What characterises countries with high inflation and hyperinflation? They have a sharp acceleration in growth of the money supply in order to finance unsustainable overspending; high levels of government debt; political instability; restrictions on payments and other transactions and a rapid breakdown in socio-economic conditions and the rule of law. Usually, these traits are associated with endemic corruption.
Lebanon fulfils all of the conditions. Absent immediate economic and financial reforms, the country is heading to hyperinflation and a further collapse of its currency.
How and why did this happen?
Lebanon is in the throes of an accelerating meltdown. Unsustainable economic policies and an overvalued exchange rate pegged to the US dollar have led to persistent deficits. Consequently, public debt in 2020 is more than 184 per cent of GDP – the third highest ratio in the world.
The trigger to the banking and financial crisis was a series of policy errors starting with an unwarranted closure of banks in October 2019, supposedly in connection with political protests against government ineffectiveness and corruption. Never before – whether in the darkest hours of Lebanon’s civil war (1975-1990), during Israeli invasions or other political turmoil – have banks been closed or payments suspended.
The bank closures led to an immediate loss of trust in the entire banking system. They were accompanied by informal controls on foreign currency transactions, foreign exchange licensing, the freezing of deposits and other payment restrictions to protect the dwindling reserves of Lebanon’s central bank. All of this generated a sharp liquidity and credit squeeze and the emergence of a system of multiple exchange rates, resulting in a further loss of confidence in the monetary system and the Lebanese pound.
Multiple exchange rates are particularly nefarious. They create distortions in markets, encourage rent seeking (when someone gains wealth without producing real value) and create new opportunities for cronyism and corruption. Compounded by the Covid-19 lockdown, the result has been a sharp 20 per cent contraction in economic activity, consumption and investment and surging bankruptcies. Lebanon is experiencing rapidly rising unemployment (over 35 per cent) and poverty rates exceeding 50 per cent of the population.
With government revenues declining, growing budget deficits are increasingly financed by the Lebanese central bank (BDL), leading to the accelerating inflation. The next phase will be a cost-of-living adjustment for the public sector, more monetary financing and inflation: an impoverishing vicious circle!
We are witnessing the bursting of a Ponzi scheme engineered by the BDL, starting in 2016 with a massive bailout of the banks, equivalent to about 12.6 per cent of GDP. To protect an overvalued pound and finance the government, the BDL started borrowing at ever-higher interest rates, through so-called “financial engineering” schemes. These evolved into a cycle of additional borrowing to pay maturing debt and debt service, until confidence evaporated and reserves were exhausted.
By 2020, the BDL was unable to honour its foreign currency obligations and Lebanon defaulted on its March 2020 Eurobond, seeking to restructure its domestic and foreign debt. The resulting losses of the BDL exceeded $50 billion, equivalent to the entire country’s GDP that year. It was a historically unprecedented loss by any central bank in the world.
With the core of the banking system, the BDL, unable to repay banks’ deposits, the banks froze payments to depositors. The banking and financial system imploded.
As part of Lebanon’s negotiations with the IMF to resolve the situation, the government of Prime Minister Hassan Diab prepared a financial recovery plan that comprises fiscal, banking and structural reforms. However, despite the deep and multiple crises, there has been no attempt at fiscal or monetary reform.

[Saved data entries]

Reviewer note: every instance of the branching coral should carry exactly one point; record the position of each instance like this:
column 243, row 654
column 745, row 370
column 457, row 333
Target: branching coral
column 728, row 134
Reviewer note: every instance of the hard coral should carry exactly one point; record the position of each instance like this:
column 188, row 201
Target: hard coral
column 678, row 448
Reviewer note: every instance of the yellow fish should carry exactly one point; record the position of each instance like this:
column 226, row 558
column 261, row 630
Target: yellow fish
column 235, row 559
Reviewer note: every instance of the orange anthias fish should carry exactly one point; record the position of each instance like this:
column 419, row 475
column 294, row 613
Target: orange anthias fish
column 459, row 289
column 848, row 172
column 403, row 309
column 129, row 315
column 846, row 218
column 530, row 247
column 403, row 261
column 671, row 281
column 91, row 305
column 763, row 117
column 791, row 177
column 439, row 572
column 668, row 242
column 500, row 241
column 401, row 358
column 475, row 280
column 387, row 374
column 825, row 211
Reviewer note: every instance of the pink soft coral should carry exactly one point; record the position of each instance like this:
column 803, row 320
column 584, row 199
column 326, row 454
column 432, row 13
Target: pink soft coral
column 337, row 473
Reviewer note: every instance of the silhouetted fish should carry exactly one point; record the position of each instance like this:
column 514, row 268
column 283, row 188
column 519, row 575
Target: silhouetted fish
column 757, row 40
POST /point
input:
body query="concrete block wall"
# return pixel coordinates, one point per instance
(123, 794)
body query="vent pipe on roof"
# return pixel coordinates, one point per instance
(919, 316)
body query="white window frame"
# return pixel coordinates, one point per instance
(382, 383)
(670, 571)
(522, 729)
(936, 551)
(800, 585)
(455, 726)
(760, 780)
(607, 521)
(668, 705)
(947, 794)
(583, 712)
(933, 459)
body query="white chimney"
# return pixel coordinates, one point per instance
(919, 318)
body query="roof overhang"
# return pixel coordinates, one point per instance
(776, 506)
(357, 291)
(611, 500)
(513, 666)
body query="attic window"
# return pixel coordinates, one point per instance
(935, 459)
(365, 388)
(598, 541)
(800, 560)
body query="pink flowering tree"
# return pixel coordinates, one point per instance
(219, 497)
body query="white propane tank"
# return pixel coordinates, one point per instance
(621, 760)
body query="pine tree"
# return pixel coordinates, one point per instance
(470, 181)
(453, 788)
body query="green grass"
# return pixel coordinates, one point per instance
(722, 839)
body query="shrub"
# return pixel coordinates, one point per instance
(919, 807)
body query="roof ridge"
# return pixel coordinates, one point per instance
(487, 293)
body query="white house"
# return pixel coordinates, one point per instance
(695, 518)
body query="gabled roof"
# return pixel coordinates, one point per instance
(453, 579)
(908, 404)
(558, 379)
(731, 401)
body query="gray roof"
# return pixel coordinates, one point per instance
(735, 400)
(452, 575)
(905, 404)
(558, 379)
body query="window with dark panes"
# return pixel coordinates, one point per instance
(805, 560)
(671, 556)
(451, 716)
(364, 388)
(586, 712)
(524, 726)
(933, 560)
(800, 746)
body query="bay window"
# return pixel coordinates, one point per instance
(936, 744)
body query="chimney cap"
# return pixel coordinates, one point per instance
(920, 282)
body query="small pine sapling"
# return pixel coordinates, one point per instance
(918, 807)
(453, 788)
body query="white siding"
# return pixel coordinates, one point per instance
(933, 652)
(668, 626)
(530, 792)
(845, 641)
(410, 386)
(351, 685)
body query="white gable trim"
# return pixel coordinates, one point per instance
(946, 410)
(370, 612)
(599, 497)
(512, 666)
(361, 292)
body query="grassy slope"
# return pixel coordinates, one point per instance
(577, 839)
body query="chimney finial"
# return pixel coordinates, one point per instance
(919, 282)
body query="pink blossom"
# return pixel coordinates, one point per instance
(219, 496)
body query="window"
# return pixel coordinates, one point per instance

## Study questions
#1 Answer these questions from the passage on Lebanon's crisis:
(a) What was Lebanon's public debt in 2020 as a share of GDP?
(b) In what month and year did the unwarranted closure of banks take place?
(c) Which Eurobond did Lebanon default on?
#2 Decide whether each statement agrees with the passage on Lebanon's crisis:
(a) Banks in Lebanon were closed during the civil war.
(b) Unemployment in Lebanon is over 35 per cent.
(c) The government has carried out monetary reform.
#3 Summarize the passage on Lebanon's crisis in two sentences.
The records have no connection to the text.

## Answers to the problems
#1
(a) More than 184 per cent of GDP, the third highest ratio in the world.
(b) October 2019.
(c) The March 2020 Eurobond.

#2
(a) No: "Never before – whether in the darkest hours of Lebanon’s civil war (1975-1990), during Israeli invasions or other political turmoil – have banks been closed or payments suspended."
(b) Yes: "Lebanon is experiencing rapidly rising unemployment (over 35 per cent)"
(c) No: "there has been no attempt at fiscal or monetary reform."

#3 Lebanon fulfils all the conditions of countries with high inflation and hyperinflation and, absent immediate reforms, is heading to hyperinflation and a further collapse of its currency. Policy errors starting with bank closures in October 2019 and the bursting of a Ponzi scheme engineered by the central bank led to a loss of trust, a default on the March 2020 Eurobond and the implosion of the banking and financial system, yet there has been no attempt at fiscal or monetary reform.